• PARTS OF THE EXERCISE:
1. According to the business credit article, how long do lawmakers have to review and approve the executive order before it expires?
2. From the business credit article, copy the text between "Brazil is trying" and "it will expire.", inclusive.

• DOCUMENT PASSAGE:
Business credit

Brazil is trying to cut red tape on a $4.7 billion small business credit program

The federal government published on Monday an interim decree facilitating access to credit for small and very small businesses. The bill, sent to Congress for analysis, aims to use the BRL 23 billion ($4.7 billion) currently allocated to two unused federal funds. Lawmakers have up to 120 days to review and approve the executive order or it will expire.

The target of the program are small and very small Brazilian companies, which employ 62% of the Brazilian workforce and represent 27% of the country’s GDP. President Jair Bolsonaro has taken several measures to meet the needs of the business class, including a recent reduction in taxes on manufactured goods.

The credit program comes after the service sector posted a monthly contraction of 0.2% in February.

As was the case with the manufactured goods tax cut and another proposal to increase the salaries of federal civil servants by 5%, the executive order left several sectors feeling short of changes – even those for which the measure was meant to benefit. The retail segment judged the BRL 23 billion total as “insufficient” to ensure the sector can regain its pre-pandemic position.

“As the amount initially discussed was BRL 100 billion ($20.5 billion), we believe that small and very small businesses deserve more attention, especially while they recover from the disastrous effects of the pandemic.” , wrote an association of chambers of commerce. “The amount of money, below expectations, caused some frustration.”

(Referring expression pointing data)
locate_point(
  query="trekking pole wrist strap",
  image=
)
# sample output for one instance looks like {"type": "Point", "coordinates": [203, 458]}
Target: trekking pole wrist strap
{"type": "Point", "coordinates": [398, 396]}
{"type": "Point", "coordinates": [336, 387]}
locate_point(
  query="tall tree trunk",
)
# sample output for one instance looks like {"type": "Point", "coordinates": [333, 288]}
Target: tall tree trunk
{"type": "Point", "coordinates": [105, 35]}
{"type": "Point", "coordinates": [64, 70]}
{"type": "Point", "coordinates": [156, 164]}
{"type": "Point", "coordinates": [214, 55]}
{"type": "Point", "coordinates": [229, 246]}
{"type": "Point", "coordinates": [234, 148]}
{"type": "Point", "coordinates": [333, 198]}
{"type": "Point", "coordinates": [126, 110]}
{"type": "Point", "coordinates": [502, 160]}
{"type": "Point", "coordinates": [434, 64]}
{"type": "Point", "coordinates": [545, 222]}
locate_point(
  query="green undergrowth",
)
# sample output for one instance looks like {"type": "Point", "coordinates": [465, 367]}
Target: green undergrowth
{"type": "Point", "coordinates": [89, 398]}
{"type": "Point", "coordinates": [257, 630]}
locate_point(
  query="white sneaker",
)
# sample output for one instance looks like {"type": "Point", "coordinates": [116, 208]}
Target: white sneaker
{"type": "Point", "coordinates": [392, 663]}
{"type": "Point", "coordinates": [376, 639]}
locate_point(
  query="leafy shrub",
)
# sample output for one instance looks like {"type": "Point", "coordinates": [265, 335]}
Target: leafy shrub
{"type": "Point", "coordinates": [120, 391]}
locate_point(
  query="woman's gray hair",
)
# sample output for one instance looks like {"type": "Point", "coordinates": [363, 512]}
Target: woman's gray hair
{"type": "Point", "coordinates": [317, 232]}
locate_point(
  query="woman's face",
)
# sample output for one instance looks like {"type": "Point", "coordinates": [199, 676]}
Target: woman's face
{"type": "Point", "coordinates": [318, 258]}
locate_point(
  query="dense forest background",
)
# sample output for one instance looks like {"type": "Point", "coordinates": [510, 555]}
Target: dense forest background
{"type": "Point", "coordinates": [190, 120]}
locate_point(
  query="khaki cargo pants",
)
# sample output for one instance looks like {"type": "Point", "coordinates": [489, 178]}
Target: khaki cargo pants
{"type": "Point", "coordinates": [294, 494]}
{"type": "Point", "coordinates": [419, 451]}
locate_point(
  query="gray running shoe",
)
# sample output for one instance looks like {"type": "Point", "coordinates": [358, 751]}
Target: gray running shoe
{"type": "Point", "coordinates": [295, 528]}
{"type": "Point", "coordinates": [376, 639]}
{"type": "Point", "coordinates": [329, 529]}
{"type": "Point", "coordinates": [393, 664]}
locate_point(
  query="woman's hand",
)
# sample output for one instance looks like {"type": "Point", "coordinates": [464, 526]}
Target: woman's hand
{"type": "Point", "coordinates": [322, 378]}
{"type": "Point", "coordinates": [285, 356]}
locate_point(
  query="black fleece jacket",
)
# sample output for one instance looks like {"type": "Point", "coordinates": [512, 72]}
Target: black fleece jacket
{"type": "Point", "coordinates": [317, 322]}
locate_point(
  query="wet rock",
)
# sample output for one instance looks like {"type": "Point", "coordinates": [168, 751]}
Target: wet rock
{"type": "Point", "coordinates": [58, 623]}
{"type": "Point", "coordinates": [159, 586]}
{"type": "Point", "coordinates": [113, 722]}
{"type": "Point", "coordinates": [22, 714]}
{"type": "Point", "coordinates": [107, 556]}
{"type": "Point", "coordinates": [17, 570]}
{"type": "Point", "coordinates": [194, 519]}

• SOLUTIONS TO EACH TASK:
1. Up to 120 days.

2.
Brazil is trying to cut red tape on a $4.7 billion small business credit program

The federal government published on Monday an interim decree facilitating access to credit for small and very small businesses. The bill, sent to Congress for analysis, aims to use the BRL 23 billion ($4.7 billion) currently allocated to two unused federal funds. Lawmakers have up to 120 days to review and approve the executive order or it will expire.